PROBLEM TO SOLVE.
The lines from the start of the records below through the line containing "target | construction crane" are to be copied exactly, both ends included, with nothing added.

Saved entries.
== Segment start ==
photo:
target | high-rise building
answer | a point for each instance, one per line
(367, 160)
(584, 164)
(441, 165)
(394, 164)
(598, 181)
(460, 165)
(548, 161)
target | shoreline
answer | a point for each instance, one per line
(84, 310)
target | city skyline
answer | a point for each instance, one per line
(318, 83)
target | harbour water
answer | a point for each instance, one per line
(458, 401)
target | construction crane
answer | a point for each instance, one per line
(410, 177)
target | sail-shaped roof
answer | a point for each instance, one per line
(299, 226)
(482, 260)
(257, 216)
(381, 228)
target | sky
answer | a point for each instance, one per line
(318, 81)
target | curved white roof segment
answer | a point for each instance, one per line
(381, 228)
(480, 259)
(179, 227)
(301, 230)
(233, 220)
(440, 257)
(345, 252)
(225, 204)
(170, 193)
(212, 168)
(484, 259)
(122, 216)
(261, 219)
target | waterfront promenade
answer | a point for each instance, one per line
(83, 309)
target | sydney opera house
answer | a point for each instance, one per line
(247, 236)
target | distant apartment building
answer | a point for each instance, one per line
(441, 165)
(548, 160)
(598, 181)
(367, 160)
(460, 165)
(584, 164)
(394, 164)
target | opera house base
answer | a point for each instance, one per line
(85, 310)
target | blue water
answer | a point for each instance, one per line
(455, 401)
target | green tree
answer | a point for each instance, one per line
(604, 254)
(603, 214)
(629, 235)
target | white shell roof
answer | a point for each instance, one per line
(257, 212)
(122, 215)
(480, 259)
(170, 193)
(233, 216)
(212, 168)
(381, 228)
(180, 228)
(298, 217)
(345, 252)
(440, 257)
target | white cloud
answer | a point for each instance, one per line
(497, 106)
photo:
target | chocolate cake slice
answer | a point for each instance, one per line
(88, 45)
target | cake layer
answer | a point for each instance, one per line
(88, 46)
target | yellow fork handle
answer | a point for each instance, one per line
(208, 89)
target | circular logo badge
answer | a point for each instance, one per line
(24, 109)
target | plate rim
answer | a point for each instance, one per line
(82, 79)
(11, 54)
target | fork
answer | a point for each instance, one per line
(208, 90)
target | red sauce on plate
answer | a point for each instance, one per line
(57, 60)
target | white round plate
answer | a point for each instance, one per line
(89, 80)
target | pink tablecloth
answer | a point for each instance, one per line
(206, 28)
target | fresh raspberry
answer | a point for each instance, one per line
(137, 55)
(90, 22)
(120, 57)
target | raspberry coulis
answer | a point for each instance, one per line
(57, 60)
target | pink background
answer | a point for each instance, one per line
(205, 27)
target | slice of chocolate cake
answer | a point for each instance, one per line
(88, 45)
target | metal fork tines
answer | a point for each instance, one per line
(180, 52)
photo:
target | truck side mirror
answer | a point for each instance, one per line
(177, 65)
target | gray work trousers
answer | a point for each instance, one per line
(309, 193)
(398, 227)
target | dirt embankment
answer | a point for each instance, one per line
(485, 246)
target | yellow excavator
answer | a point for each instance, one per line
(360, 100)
== Segment end ==
WORKED SOLUTION.
photo:
target | high-rise building
answer | a point for each instance, one per line
(367, 160)
(584, 164)
(441, 165)
(394, 164)
(598, 181)
(460, 165)
(548, 161)
target | shoreline
answer | a point for each instance, one per line
(84, 310)
target | city skyline
answer | a point for each instance, one per line
(318, 83)
target | harbour water
answer | a point for each instance, one per line
(458, 401)
target | construction crane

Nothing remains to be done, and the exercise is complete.